## AIM
Reproduce every line of the data below verbatim, from the first line to the last.

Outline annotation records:
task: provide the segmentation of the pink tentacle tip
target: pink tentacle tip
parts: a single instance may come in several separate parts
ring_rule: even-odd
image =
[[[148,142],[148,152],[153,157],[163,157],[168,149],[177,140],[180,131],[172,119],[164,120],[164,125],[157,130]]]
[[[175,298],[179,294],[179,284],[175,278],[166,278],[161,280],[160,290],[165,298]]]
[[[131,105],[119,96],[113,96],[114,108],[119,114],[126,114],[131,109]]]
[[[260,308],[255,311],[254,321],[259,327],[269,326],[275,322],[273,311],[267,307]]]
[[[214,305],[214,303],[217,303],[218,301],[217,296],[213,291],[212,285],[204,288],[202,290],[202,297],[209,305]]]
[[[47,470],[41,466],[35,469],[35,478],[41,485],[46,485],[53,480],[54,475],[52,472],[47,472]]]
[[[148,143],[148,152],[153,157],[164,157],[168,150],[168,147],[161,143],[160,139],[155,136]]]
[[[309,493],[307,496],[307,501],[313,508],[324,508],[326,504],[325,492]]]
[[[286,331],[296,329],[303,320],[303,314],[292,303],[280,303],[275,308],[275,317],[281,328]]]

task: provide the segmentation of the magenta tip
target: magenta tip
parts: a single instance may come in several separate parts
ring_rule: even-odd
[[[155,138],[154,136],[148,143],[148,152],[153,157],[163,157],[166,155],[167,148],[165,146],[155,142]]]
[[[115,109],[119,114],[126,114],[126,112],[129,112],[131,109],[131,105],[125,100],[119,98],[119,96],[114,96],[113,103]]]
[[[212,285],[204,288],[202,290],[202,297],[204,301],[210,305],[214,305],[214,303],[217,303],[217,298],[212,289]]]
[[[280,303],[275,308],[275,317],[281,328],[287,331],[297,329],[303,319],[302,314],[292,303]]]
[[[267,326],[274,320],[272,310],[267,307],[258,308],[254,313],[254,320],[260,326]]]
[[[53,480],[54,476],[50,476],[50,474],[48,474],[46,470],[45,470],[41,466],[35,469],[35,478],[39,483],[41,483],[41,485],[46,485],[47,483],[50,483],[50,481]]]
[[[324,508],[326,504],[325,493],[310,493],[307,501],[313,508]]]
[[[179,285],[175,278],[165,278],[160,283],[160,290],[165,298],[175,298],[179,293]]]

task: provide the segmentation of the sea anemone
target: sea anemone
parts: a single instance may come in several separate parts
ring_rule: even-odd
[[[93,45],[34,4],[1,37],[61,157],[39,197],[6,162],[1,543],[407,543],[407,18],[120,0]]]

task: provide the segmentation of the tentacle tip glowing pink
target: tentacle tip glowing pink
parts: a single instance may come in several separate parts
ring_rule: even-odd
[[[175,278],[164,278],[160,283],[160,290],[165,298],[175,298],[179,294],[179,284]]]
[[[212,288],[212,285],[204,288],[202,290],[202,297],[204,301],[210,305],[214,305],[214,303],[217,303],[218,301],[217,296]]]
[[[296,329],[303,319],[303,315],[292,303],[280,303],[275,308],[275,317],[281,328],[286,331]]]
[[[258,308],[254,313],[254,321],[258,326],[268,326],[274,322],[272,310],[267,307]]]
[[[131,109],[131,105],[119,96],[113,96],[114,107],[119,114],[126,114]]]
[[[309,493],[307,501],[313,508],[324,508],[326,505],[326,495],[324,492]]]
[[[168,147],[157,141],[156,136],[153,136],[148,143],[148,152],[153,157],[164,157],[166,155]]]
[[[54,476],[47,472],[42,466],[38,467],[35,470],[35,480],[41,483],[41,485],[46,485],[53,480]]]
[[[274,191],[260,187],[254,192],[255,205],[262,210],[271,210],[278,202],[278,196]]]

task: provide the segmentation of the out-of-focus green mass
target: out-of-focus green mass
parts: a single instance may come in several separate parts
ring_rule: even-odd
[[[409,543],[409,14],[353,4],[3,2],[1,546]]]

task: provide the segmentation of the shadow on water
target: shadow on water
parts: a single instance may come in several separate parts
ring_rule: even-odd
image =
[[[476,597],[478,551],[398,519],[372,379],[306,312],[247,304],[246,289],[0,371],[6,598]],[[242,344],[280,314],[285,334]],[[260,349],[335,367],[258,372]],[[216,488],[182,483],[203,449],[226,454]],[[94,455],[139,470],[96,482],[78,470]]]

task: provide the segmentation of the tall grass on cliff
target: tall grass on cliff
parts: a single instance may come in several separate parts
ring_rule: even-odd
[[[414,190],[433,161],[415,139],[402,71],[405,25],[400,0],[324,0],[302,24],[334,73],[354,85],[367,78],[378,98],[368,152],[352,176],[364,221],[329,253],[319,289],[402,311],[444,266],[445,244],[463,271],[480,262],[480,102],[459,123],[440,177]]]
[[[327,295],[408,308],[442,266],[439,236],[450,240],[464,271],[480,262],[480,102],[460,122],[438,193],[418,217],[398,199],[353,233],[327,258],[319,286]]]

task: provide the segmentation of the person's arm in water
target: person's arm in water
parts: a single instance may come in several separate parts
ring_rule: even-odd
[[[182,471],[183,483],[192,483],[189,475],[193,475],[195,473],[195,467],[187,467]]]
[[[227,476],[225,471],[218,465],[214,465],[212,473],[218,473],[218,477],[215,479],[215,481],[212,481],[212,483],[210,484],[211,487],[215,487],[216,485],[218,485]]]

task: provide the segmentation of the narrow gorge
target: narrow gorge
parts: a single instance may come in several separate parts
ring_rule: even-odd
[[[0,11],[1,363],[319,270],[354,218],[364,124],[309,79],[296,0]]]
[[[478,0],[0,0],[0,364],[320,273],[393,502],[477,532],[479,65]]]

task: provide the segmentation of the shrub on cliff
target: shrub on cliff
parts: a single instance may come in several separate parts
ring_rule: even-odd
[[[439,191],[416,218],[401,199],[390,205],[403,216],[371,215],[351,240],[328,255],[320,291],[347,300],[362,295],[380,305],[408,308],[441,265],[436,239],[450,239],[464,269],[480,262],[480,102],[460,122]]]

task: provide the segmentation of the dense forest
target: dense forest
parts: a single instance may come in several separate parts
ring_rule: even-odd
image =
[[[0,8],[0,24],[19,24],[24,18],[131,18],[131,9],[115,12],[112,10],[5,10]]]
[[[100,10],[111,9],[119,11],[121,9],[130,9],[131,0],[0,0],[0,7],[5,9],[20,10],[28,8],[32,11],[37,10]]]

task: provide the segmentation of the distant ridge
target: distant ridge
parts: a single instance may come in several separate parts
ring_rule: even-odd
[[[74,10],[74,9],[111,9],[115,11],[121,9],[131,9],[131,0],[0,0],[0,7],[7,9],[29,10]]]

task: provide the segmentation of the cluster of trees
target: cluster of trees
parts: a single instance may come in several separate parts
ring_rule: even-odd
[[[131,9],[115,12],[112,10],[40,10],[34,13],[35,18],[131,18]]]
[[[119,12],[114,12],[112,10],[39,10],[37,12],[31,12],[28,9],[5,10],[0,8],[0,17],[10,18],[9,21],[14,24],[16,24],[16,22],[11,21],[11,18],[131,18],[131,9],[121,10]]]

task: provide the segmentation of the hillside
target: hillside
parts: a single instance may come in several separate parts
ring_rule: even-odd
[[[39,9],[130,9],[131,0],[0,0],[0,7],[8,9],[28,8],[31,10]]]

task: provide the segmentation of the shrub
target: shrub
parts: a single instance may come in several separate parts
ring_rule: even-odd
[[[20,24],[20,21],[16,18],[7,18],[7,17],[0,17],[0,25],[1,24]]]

## RESPONSE FOR THIS EXERCISE
task: provide the segmentation of the pink tentacle tip
target: pink tentacle tip
parts: a single instance may come in several separate parts
ring_rule: even-odd
image =
[[[148,142],[148,152],[153,157],[163,157],[168,149],[177,140],[180,131],[172,119],[164,120],[164,125],[157,130]]]
[[[175,298],[179,294],[179,284],[175,278],[166,278],[161,280],[160,290],[165,298]]]
[[[131,105],[119,96],[113,96],[114,108],[119,114],[126,114],[131,109]]]
[[[260,308],[255,311],[254,321],[259,327],[269,326],[275,322],[273,311],[267,307]]]
[[[214,305],[214,303],[217,303],[218,301],[217,296],[213,291],[212,285],[204,288],[202,290],[202,297],[209,305]]]
[[[47,470],[41,466],[35,469],[35,478],[41,485],[46,485],[53,480],[54,475],[52,472],[47,472]]]
[[[148,143],[148,152],[153,157],[164,157],[168,150],[168,147],[161,143],[160,139],[155,136]]]
[[[309,493],[307,496],[307,501],[313,508],[324,508],[326,504],[325,492]]]
[[[286,331],[296,329],[303,320],[303,314],[292,303],[280,303],[275,308],[275,317],[281,328]]]

task: provide the segmentation of the magenta tip
target: magenta tip
parts: a single instance may come in several separate parts
ring_rule: even-odd
[[[155,138],[154,136],[148,143],[148,152],[153,157],[163,157],[166,155],[167,148],[165,146],[155,142]]]
[[[115,109],[119,114],[126,114],[126,112],[129,112],[131,109],[131,105],[125,100],[119,98],[119,96],[114,96],[113,103]]]
[[[212,285],[204,288],[202,290],[202,297],[204,301],[210,305],[214,305],[214,303],[217,303],[217,298],[212,289]]]
[[[280,303],[275,308],[275,317],[281,328],[287,331],[297,329],[303,319],[302,314],[292,303]]]
[[[267,326],[274,320],[272,310],[267,307],[258,308],[254,313],[254,320],[260,326]]]
[[[53,480],[54,476],[50,476],[50,474],[48,474],[46,470],[45,470],[41,466],[35,469],[35,478],[39,483],[41,483],[41,485],[46,485],[47,483],[50,483],[50,481]]]
[[[324,508],[326,504],[325,493],[310,493],[307,501],[313,508]]]
[[[179,285],[175,278],[165,278],[160,283],[160,290],[165,298],[175,298],[179,293]]]

task: provide the segmentation of the sea anemone
target: sea anemone
parts: a single instance may come in several separate parts
ring_rule: even-odd
[[[93,45],[34,4],[1,37],[61,157],[39,197],[6,162],[1,543],[407,543],[407,18],[120,0]]]

task: provide the segmentation of the tentacle tip glowing pink
target: tentacle tip glowing pink
parts: a single instance may come in several separate parts
ring_rule: even-odd
[[[175,278],[164,278],[160,283],[160,290],[165,298],[175,298],[179,294],[179,284]]]
[[[212,288],[212,285],[204,288],[202,290],[202,297],[204,301],[210,305],[214,305],[214,303],[217,303],[218,301],[217,296]]]
[[[296,329],[303,319],[303,315],[292,303],[280,303],[275,308],[275,317],[281,328],[286,331]]]
[[[258,308],[254,313],[254,321],[258,326],[268,326],[274,322],[272,310],[267,307]]]
[[[131,109],[131,105],[119,96],[113,96],[114,107],[119,114],[126,114]]]
[[[309,493],[307,501],[313,508],[324,508],[326,505],[326,495],[324,492]]]
[[[168,147],[157,141],[156,136],[153,136],[148,143],[148,152],[153,157],[164,157],[166,155]]]
[[[54,476],[47,472],[42,466],[38,467],[35,470],[35,480],[41,483],[41,485],[46,485],[53,480]]]
[[[274,191],[260,187],[254,192],[255,205],[262,210],[271,210],[278,202],[278,196]]]

task: provide the segmentation of the out-of-focus green mass
target: out-of-focus green mass
parts: a single instance may come in several separate parts
ring_rule: even-odd
[[[409,543],[409,14],[353,4],[3,2],[1,546]]]

task: provide the segmentation of the shadow on water
target: shadow on water
parts: a single instance may come in several separate parts
ring_rule: even-odd
image =
[[[476,597],[478,551],[398,519],[372,379],[306,312],[247,304],[246,289],[0,371],[6,598]],[[242,344],[280,314],[285,334]],[[260,349],[335,367],[258,372]],[[216,488],[182,483],[203,449],[226,454]],[[94,455],[139,470],[96,482],[78,470]]]

task: provide the segmentation of the tall grass on cliff
target: tall grass on cliff
parts: a single instance may come in several separate parts
ring_rule: even-odd
[[[414,190],[433,161],[415,139],[402,71],[405,25],[400,0],[324,0],[302,24],[334,73],[354,85],[367,78],[378,98],[368,152],[352,176],[364,221],[329,253],[319,289],[402,311],[444,266],[445,244],[463,271],[480,262],[480,102],[459,123],[440,177]]]
[[[327,295],[408,308],[442,266],[439,236],[450,240],[464,271],[480,262],[480,102],[460,122],[438,193],[418,217],[398,199],[353,233],[327,258],[319,286]]]

task: provide the segmentation of the person's arm in water
target: person's arm in water
parts: a single instance may come in several separate parts
ring_rule: even-odd
[[[182,471],[183,483],[192,483],[189,475],[193,475],[195,473],[195,467],[187,467]]]
[[[227,476],[225,471],[218,465],[214,465],[212,473],[218,473],[218,477],[215,479],[215,481],[212,481],[212,483],[210,484],[211,487],[215,487],[216,485],[218,485]]]

task: provide the segmentation of the narrow gorge
target: narrow gorge
parts: a single instance may come in several separate parts
ring_rule: even-odd
[[[0,11],[1,363],[319,270],[354,218],[364,124],[309,79],[296,0]]]
[[[478,0],[0,0],[0,364],[320,273],[393,502],[477,532],[479,65]]]

task: provide the segmentation of the shrub on cliff
target: shrub on cliff
parts: a single instance may come in several separate parts
ring_rule: even-odd
[[[439,191],[416,218],[401,199],[390,205],[403,216],[371,215],[351,240],[328,255],[320,291],[347,300],[362,295],[380,305],[408,308],[441,265],[436,239],[450,239],[464,269],[480,262],[480,102],[460,122]]]

task: provide the segmentation of the dense forest
target: dense forest
parts: a single instance may come in several separate parts
ring_rule: even-odd
image =
[[[0,8],[0,24],[19,24],[24,18],[131,18],[131,9],[115,12],[112,10],[5,10]]]
[[[100,10],[111,9],[119,11],[121,9],[130,9],[131,0],[0,0],[0,7],[5,9],[20,10],[28,8],[32,11],[37,10]]]

task: provide the segmentation of the distant ridge
target: distant ridge
parts: a single instance may come in several separate parts
ring_rule: even-odd
[[[74,10],[74,9],[111,9],[115,11],[121,9],[131,9],[131,0],[0,0],[0,7],[7,9],[29,10]]]

task: provide the segmentation of the cluster of trees
target: cluster of trees
parts: a single instance may come in several separate parts
ring_rule: even-odd
[[[131,9],[115,12],[112,10],[40,10],[34,13],[35,18],[131,18]]]
[[[119,12],[114,12],[112,10],[39,10],[37,12],[31,12],[28,9],[5,10],[0,8],[0,17],[10,18],[9,21],[14,24],[16,24],[16,22],[11,21],[11,18],[131,18],[131,9],[121,10]]]

task: provide the segmentation of the hillside
target: hillside
parts: a single instance may come in several separate parts
ring_rule: even-odd
[[[39,9],[130,9],[131,0],[0,0],[0,7],[8,9],[28,8],[31,10]]]

task: provide the segmentation of the shrub
target: shrub
parts: a single instance may come in several separate parts
ring_rule: even-odd
[[[20,24],[20,21],[16,18],[7,18],[7,17],[0,17],[0,25],[1,24]]]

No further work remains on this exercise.